======== Records ========

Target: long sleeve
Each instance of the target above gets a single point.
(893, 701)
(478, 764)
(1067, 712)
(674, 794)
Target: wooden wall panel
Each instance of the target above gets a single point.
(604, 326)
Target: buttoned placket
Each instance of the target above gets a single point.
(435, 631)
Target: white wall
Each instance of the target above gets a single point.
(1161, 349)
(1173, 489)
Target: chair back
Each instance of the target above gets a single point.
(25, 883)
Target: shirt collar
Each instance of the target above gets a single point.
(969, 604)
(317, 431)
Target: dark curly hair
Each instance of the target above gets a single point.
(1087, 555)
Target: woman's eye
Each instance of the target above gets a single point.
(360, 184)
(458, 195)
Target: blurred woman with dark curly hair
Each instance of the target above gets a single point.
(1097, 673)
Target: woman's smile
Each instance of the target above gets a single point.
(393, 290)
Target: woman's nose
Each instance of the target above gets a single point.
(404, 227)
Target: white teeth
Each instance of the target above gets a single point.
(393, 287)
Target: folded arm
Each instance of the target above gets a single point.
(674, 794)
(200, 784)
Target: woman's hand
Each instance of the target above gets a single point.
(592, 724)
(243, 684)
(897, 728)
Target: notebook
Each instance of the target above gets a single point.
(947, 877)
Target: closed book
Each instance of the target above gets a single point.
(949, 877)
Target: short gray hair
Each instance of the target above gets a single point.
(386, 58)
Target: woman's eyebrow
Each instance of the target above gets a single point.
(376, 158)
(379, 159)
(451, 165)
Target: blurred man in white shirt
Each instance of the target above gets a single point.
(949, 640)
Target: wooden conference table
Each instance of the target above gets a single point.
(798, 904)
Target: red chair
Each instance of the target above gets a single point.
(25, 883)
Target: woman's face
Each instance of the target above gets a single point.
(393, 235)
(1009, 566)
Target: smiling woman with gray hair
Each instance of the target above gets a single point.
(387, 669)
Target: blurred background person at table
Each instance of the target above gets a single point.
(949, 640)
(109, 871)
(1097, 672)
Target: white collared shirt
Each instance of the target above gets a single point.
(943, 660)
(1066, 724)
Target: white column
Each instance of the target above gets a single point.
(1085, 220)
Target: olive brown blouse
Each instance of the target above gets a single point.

========

Rewrite every item above with "blurred" changed to "out-of-focus" wherever it occurs, leaving all other text unchanged.

Target: long sleeve
Each instance of the target above gets a single point.
(893, 701)
(478, 764)
(1067, 712)
(674, 794)
Target: wooden wall panel
Each instance of the target above gets a single point.
(604, 326)
Target: buttoned placket
Each instance of the target above gets a single point.
(435, 631)
Target: white wall
Each instance of the target above gets a single point.
(1161, 349)
(1173, 489)
Target: chair back
Each instance of the target above gets a single point.
(25, 883)
Target: shirt collar
Each instance of the target above gets a single point.
(969, 604)
(317, 431)
Target: dark curly hair
Each instance of the target above gets a single point.
(1087, 555)
Target: woman's eye
Each instance of the target above gets a single point.
(360, 184)
(458, 195)
Target: out-of-focus woman with dark curly hair
Each instance of the target above gets a single point.
(1097, 673)
Target: woman's smile
Each instance of the target above gets a single point.
(393, 290)
Target: woman's nose
Each instance of the target above gets a single point.
(404, 227)
Target: white teeth
Each instance of the target above gets a single point.
(393, 287)
Target: folded arm
Each instance of the target above gets a single point.
(674, 794)
(200, 784)
Target: woman's hand
Each instance of the target above gets a single point.
(592, 724)
(243, 684)
(897, 728)
Target: notebook
Each instance of the target above gets a single point.
(947, 877)
Target: closed book
Each instance of the target above gets a single point.
(949, 877)
Target: short gray hair
Each instance of the target above gets a single point.
(386, 58)
Target: woman's eyebrow
Each instance of the target above gets a single point.
(376, 158)
(379, 159)
(451, 165)
Target: out-of-focus man in white shirt
Each instance of the target above gets a single point.
(949, 640)
Target: wooden conference table
Each instance of the target above gets a single point.
(798, 904)
Target: red chair
Each instance of the target above gets a single point.
(25, 883)
Target: woman's face
Each instance of the target above gets a single point.
(393, 235)
(1009, 566)
Target: smiling woman with gray hair
Each instance of the target above gets a single point.
(387, 669)
Target: out-of-focus background person at table
Each instance of the target above gets a single point.
(949, 640)
(109, 871)
(1097, 672)
Target: white collared shirt
Each instance of the target above gets a single point.
(943, 660)
(1066, 724)
Target: white column
Each instance of the target above gets a single point.
(1085, 220)
Target: olive brown blouse
Each instance of the target above gets a single point.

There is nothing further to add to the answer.